• Set exercise
Reproduce the material below line for line, changing nothing and adding nothing.

• Data for this task
(begin)

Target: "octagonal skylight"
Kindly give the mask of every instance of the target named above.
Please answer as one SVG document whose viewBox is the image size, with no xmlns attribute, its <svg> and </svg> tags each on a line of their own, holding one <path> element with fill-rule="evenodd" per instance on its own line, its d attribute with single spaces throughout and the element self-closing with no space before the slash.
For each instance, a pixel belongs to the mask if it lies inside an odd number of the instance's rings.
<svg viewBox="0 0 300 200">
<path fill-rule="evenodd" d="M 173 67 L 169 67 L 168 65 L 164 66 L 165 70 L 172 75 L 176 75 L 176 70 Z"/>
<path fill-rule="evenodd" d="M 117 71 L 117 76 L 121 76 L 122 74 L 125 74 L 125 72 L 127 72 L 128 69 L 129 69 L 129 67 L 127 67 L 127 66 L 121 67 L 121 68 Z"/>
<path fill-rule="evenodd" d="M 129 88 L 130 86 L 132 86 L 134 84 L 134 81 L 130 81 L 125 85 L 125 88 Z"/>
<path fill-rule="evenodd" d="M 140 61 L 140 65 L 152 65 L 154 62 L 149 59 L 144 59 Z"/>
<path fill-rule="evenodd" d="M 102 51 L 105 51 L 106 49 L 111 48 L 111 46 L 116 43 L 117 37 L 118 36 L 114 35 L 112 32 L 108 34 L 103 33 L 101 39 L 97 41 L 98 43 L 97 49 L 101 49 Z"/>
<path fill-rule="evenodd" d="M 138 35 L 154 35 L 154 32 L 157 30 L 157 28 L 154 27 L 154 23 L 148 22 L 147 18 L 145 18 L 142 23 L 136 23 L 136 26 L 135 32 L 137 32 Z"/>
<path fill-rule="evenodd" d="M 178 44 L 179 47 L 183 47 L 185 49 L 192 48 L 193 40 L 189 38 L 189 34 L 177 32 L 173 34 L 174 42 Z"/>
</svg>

(end)

• Task solution
Target: "octagonal skylight"
Kindly give the mask of every instance of the target named above.
Please answer as one SVG document whose viewBox is the image size, with no xmlns attribute, its <svg> and </svg> tags each on a line of their own, holding one <path> element with fill-rule="evenodd" per instance on its own line, its d attribute with single spaces throughout and the element self-closing with no space before the slash.
For each instance, a pixel belongs to the mask if it lies inside an odd number of the instance's rings.
<svg viewBox="0 0 300 200">
<path fill-rule="evenodd" d="M 173 67 L 169 67 L 168 65 L 164 66 L 165 70 L 172 75 L 176 75 L 176 70 Z"/>
<path fill-rule="evenodd" d="M 117 71 L 117 76 L 121 76 L 122 74 L 125 74 L 125 72 L 127 72 L 128 69 L 129 69 L 129 67 L 127 67 L 127 66 L 121 67 L 121 68 Z"/>
<path fill-rule="evenodd" d="M 129 88 L 130 86 L 132 86 L 134 84 L 134 81 L 130 81 L 125 85 L 125 88 Z"/>
<path fill-rule="evenodd" d="M 140 61 L 140 65 L 152 65 L 154 62 L 149 59 L 144 59 Z"/>
<path fill-rule="evenodd" d="M 102 51 L 105 51 L 106 49 L 111 48 L 111 46 L 116 43 L 117 37 L 118 36 L 114 35 L 112 32 L 108 34 L 103 33 L 101 39 L 97 41 L 98 43 L 97 49 L 101 49 Z"/>
<path fill-rule="evenodd" d="M 138 35 L 154 35 L 154 32 L 157 30 L 157 28 L 154 27 L 154 23 L 148 22 L 147 18 L 145 18 L 142 23 L 136 23 L 136 26 L 135 32 L 137 32 Z"/>
<path fill-rule="evenodd" d="M 178 44 L 179 47 L 183 47 L 185 49 L 192 48 L 193 40 L 189 38 L 189 34 L 177 32 L 173 34 L 174 42 Z"/>
</svg>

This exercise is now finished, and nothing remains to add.